## Task prompt:
Copy every one of the entries below line for line, without changing anything.

## Entries for pointing at labeled objects:
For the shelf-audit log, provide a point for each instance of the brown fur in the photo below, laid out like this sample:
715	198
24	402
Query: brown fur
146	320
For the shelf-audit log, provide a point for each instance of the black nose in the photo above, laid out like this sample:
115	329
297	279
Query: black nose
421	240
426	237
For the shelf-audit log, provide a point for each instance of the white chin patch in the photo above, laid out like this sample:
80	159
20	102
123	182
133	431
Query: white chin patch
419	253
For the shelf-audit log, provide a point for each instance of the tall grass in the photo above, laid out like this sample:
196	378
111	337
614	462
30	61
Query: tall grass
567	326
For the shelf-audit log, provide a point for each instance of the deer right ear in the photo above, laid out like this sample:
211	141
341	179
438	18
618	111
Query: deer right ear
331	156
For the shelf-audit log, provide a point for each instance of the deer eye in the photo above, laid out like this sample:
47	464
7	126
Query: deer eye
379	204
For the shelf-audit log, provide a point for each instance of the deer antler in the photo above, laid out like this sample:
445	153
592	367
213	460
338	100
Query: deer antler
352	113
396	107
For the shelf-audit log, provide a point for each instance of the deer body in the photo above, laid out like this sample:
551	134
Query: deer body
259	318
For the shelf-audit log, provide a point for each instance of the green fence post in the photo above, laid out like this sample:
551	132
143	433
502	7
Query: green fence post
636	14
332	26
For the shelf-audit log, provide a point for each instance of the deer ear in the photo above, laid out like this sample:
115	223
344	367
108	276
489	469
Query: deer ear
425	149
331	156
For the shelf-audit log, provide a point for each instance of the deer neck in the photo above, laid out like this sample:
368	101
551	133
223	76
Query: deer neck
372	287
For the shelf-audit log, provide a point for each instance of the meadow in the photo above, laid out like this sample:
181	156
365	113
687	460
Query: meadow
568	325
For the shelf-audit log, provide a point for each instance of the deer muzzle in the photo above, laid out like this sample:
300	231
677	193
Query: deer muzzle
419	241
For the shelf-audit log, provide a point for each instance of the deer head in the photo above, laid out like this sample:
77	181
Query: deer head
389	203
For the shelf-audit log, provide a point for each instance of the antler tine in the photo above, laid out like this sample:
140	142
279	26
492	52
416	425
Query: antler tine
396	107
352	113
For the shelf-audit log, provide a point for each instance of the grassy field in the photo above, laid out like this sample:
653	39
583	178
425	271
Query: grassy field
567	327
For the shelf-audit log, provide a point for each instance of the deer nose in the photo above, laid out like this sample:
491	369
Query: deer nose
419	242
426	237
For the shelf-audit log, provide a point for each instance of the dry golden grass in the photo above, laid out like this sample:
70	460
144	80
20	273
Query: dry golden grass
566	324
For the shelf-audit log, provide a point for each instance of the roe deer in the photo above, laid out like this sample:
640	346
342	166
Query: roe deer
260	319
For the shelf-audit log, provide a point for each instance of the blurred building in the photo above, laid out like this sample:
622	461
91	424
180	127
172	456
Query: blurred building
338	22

## Task answer:
For the shelf-audit log, provide a point for each instance of the brown fur in the photo below, laid out like this sample:
715	198
24	402
Query: brown fur
146	320
For the shelf-audit log, provide a point for each instance of the black nose in the photo above, laid out like this sample:
115	329
297	279
Query: black nose
421	240
426	237
For the shelf-audit log, provide a point for each instance of the white chin patch in the photo above, laid out like this sample:
80	159
20	102
123	182
133	431
Query: white chin patch
419	253
For the shelf-audit log, provide a point for each instance of the tall grass in the photo above, laid out like this sample:
196	378
111	337
614	462
30	61
Query: tall grass
567	326
For the shelf-audit log, provide a point for each instance of the deer right ear in the photo above, laid out like this sample:
211	141
341	179
438	18
618	111
Query: deer right ear
331	156
For the shelf-audit log, provide a point for each instance of the deer eye in the photo above, laid out like this sample:
47	464
7	126
Query: deer eye
379	204
For the shelf-audit log, provide a point for each instance of the deer antler in the photo above, laid out like this sample:
445	153
592	367
213	460
338	100
Query: deer antler
352	113
396	107
For the shelf-audit log, provide a point for each instance of the deer body in the photo above, laid out like this sample:
551	134
Query: deer body
259	318
For the shelf-audit log, provide a point for each instance of the green fence post in the photo above, laid out like this sample:
551	132
143	433
502	7
Query: green fence post
636	14
332	26
For the shelf-audit log, provide a point for each instance of the deer ear in the photo above, laid out like this sample:
115	223
344	367
108	276
489	469
Query: deer ear
425	149
331	156
For the shelf-audit log, provide a point for each instance of the deer neck in the photo above, laid out like this sample:
368	101
551	133
223	76
Query: deer neck
372	287
For the shelf-audit log, provide a point for each instance of the meadow in the photo above, laid out like this sample:
181	156
365	113
687	460
Query: meadow
568	325
For the shelf-audit log, provide a point for each instance of the deer muzzle in the photo above, laid out like this sample:
300	231
677	193
Query: deer muzzle
419	241
For the shelf-audit log, provide a point for each instance of the deer head in the photo above, laid out like this sample:
77	181
Query: deer head
389	203
For the shelf-audit log, provide a point for each instance of the antler tine in the photo above, laid out like this sample:
140	142
279	26
492	52
416	425
Query: antler tine
396	107
352	113
For the shelf-audit log, provide a point for each instance of the grassy field in the photo above, laid out like this sample:
653	39
583	178
425	271
Query: grassy field
567	327
For the shelf-audit log, provide a point for each instance of the deer nose in the photo above, laid out like this sample:
491	369
Query: deer nose
419	242
426	237
For the shelf-audit log, provide a point for each instance of the dry golden grass in the photo above, laid out like this sample:
70	460
144	80
20	273
Query: dry golden grass
566	324
For the shelf-audit log, provide a point for each instance of the roe deer in the photo above, laid out like this sample:
640	346
342	166
Query: roe deer
260	319
For the shelf-audit log, provide a point for each instance of the blurred building in the photo above, laid out like this sample:
622	461
91	424
180	127
172	456
Query: blurred building
338	22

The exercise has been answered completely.